## Goal of the exercise
Repeat the whole listing below, word for word.

(Data records)
____

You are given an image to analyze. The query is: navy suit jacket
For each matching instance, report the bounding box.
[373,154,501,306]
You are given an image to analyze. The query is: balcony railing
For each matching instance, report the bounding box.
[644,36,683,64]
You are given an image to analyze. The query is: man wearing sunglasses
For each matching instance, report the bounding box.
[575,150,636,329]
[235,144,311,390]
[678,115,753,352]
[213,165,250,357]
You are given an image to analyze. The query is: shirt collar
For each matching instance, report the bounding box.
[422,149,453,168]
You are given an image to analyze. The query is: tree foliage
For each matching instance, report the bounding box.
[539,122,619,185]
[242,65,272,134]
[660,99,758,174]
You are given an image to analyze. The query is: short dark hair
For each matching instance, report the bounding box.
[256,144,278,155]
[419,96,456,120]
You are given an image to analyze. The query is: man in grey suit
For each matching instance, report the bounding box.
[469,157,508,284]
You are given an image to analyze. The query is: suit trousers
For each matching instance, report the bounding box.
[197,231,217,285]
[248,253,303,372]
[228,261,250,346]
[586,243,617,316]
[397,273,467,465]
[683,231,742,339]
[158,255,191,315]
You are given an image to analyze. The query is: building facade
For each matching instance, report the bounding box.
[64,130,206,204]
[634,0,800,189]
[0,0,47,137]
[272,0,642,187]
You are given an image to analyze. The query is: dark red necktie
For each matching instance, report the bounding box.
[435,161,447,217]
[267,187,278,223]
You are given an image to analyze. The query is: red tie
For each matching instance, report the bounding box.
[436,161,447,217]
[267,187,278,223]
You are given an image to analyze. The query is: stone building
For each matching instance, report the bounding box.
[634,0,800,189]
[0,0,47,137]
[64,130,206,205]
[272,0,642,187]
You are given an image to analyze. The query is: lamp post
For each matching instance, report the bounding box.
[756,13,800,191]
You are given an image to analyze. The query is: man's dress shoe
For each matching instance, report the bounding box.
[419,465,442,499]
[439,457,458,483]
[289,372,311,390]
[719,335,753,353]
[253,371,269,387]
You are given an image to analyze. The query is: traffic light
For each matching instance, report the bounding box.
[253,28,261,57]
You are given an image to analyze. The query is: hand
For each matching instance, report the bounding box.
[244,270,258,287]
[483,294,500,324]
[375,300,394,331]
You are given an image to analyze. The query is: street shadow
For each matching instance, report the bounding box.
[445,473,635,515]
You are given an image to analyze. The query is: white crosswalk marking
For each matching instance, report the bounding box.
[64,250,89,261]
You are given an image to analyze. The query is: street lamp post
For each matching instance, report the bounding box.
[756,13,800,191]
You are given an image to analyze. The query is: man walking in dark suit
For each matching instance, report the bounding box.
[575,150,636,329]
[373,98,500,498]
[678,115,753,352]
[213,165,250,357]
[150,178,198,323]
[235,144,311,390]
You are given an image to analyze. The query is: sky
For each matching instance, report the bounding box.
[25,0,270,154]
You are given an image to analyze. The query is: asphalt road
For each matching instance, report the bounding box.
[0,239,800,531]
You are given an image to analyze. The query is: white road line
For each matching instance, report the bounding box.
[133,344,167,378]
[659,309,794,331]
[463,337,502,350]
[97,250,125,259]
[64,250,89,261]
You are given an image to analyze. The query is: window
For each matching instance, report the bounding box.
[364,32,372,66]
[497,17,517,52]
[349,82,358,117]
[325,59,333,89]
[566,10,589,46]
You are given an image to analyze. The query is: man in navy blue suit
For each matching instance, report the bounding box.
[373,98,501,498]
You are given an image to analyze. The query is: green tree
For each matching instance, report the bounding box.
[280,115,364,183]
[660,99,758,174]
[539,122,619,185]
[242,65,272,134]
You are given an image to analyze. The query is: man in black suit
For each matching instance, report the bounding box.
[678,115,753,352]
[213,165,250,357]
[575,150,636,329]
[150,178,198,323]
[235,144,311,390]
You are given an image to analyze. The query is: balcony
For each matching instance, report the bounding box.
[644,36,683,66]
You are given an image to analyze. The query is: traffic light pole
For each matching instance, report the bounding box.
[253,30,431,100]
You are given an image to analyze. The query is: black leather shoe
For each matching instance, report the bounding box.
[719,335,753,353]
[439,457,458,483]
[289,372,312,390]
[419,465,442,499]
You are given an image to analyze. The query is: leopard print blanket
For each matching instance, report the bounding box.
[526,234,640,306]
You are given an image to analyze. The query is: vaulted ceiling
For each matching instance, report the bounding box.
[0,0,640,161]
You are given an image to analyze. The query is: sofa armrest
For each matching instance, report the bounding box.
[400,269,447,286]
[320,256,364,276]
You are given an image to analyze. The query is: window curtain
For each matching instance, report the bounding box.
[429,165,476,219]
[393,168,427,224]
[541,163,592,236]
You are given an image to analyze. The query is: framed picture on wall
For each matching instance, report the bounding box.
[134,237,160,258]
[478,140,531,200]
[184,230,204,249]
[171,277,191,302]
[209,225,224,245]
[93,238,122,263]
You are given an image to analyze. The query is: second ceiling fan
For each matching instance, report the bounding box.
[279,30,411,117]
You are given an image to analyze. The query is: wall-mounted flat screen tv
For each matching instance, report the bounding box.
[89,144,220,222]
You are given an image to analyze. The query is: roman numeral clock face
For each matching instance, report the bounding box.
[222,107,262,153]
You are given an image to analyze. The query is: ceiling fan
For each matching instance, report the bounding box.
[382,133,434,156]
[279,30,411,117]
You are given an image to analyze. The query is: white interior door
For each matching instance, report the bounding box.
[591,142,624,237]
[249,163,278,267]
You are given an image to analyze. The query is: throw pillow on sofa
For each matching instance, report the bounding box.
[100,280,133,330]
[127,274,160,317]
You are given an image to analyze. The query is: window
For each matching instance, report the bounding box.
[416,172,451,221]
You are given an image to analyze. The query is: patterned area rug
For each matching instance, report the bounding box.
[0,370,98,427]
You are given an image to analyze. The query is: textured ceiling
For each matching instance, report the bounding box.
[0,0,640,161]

____

## Output
You are given an image to analyze. The query is: navy suit jacket
For each matching instance, report the bounding box.
[373,154,501,306]
You are given an image to analyze. The query is: balcony railing
For each matching instance, report the bounding box.
[644,36,683,64]
You are given an image to analyze. The query is: man wearing sunglasses
For each matching instance, report the bounding box.
[575,150,636,329]
[235,144,311,390]
[678,115,753,352]
[213,165,250,357]
You are given an image to analyze. The query is: shirt collar
For each matching instance, report the bounding box.
[422,149,453,168]
You are given an image to analyze. The query is: tree foliage
For each matching instance, report the bounding box.
[539,122,619,185]
[242,65,272,134]
[660,99,758,174]
You are given an image to analyze. The query is: short dark hair
For each matching instance, report the bounding box.
[256,144,278,155]
[419,96,456,120]
You are given an image to analyze. The query is: man in grey suit
For each matching instance, report the bounding box.
[469,157,508,284]
You are given an image to analyze. The query is: suit trousers
For each matching instance, report the bounding box.
[197,231,217,285]
[248,253,303,372]
[228,261,250,346]
[586,243,617,316]
[397,273,467,465]
[683,231,742,339]
[158,255,191,315]
You are given an image to analyze. The query is: building facade
For each matching instance, report the bounding box.
[64,130,206,204]
[634,0,800,189]
[0,0,47,137]
[272,0,642,187]
You are given an image to analyze. The query is: dark red necktie
For each matching instance, report the bounding box.
[435,161,447,217]
[267,187,278,223]
You are given an image to analyze. The query is: red tie
For each matching instance, report the bounding box.
[436,161,447,217]
[267,187,278,223]
You are given an image to analyze. The query is: stone building
For each matching instance, report the bounding box.
[634,0,800,189]
[0,0,47,137]
[64,130,206,205]
[272,0,642,187]
You are given an image to analyze. The query is: lamp post
For each matching instance, report the bounding box.
[756,13,800,191]
You are given an image to analyze. The query is: man's dress shoe
For each matching instance, report the bounding box.
[419,465,442,499]
[439,457,458,483]
[289,372,311,390]
[719,335,753,353]
[253,371,269,387]
You are given an image to analyze. The query is: traffic light
For each matching instance, report the bounding box.
[253,28,261,57]
You are given an image to analyze. The query is: hand
For each matching instance, report the bounding box.
[244,270,258,287]
[483,294,500,324]
[375,300,394,331]
You are given an image to analyze. The query is: street shadow
For each matching instance, report the bounding box.
[445,473,635,515]
You are given an image to analyze. The query is: white crosswalk marking
For each matching instance, report the bounding box.
[64,250,89,261]
You are given an image to analyze. The query is: street lamp post
For each matching instance, report the bounding box.
[756,13,800,191]
You are given an image to analyze. The query is: man walking in dark suit
For each matching instance, report the bounding box.
[575,150,636,329]
[373,98,500,498]
[678,115,753,352]
[213,165,250,357]
[150,178,198,323]
[235,144,311,390]
You are given an image to analyze. The query is: sky
For each matching instance, report the bounding box.
[25,0,270,154]
You are given an image to analyze. The query is: asphalt road
For each matching instance, report the bounding box.
[0,239,800,531]
You are given an image to analyze. The query is: white road line
For each matching instance, report the bounding box.
[133,344,167,378]
[659,309,794,331]
[463,337,502,350]
[97,250,125,259]
[64,250,89,261]
You are given an image to analyze. The query is: window
For each matching instance, report the bounding box.
[364,32,372,66]
[497,17,517,52]
[349,82,358,117]
[325,59,333,89]
[566,10,589,46]
You are given an image to analyze. The query is: man in navy blue suit
For each matching instance, report the bounding box.
[373,98,501,498]
You are given an image to analyze. The query is: green tree
For each matching instance, report the bounding box.
[280,115,364,183]
[660,99,758,174]
[539,122,619,185]
[242,65,272,134]
You are given an image to analyze. The query is: man in black suit
For each matching instance, report the bounding box.
[678,115,753,352]
[213,165,250,357]
[575,150,636,329]
[150,178,198,323]
[235,144,311,390]
You are given an image to analyze. The query is: balcony
For each matching instance, report the bounding box.
[644,36,683,66]
You are given an image to analyze. The query is: traffic light pole
For each matching instance, report the bounding box.
[253,30,431,100]
You are given an image to analyze. The query is: black leather shoe
For each matching instance, report the bounding box.
[719,335,753,353]
[439,457,458,483]
[289,372,312,390]
[419,465,442,499]
You are given an image to analyze. The query is: leopard print blanket
For each matching instance, report the bounding box.
[526,234,640,306]
You are given an image to analyze. The query is: vaulted ceiling
For each matching instance, report the bounding box.
[0,0,640,161]
You are given an image to analyze. The query is: sofa armrest
For each matching instance, report the bounding box.
[400,269,447,286]
[320,256,364,276]
You are given an image to analyze. The query is: window curtain
For each matching instance, report the bounding box.
[429,165,476,219]
[393,168,427,224]
[541,163,592,236]
You are given an image to analyze. The query is: framed picture on wall
For each matching instance, report the bounding box.
[134,237,160,258]
[478,140,531,200]
[184,230,204,249]
[171,277,191,302]
[209,225,224,245]
[93,238,122,263]
You are given an image to analyze. The query is: second ceiling fan
For each matching instance, report the bounding box.
[279,30,411,117]
You are given an image to analyze. The query is: wall-mounted flat screen tv
For each matching instance, report the bounding box.
[89,144,220,222]
You are given an image to analyze. The query is: roman numeral clock face
For each matching instance, report the bounding box.
[222,107,262,153]
You are given an image to analyze. The query is: ceiling fan
For each matching instance, report the bounding box.
[382,133,434,156]
[279,30,411,117]
You are given an image to analyze. The query is: white interior door
For each matching instance, report the bounding box.
[591,142,624,237]
[249,163,278,267]
You are given an image to analyze. The query is: throw pillow on sofa
For each matching instance, report the bounding box.
[100,280,133,330]
[127,274,160,317]
You are given an image to analyze. The query is: window
For each matching instance, report the bounding box.
[416,172,451,221]
You are given an image to analyze. The query is: patterned area rug
For each matching instance, report the bounding box.
[0,370,98,427]
You are given an image to analyze. The query is: textured ceiling
For each matching instance, report the bounding box.
[0,0,640,161]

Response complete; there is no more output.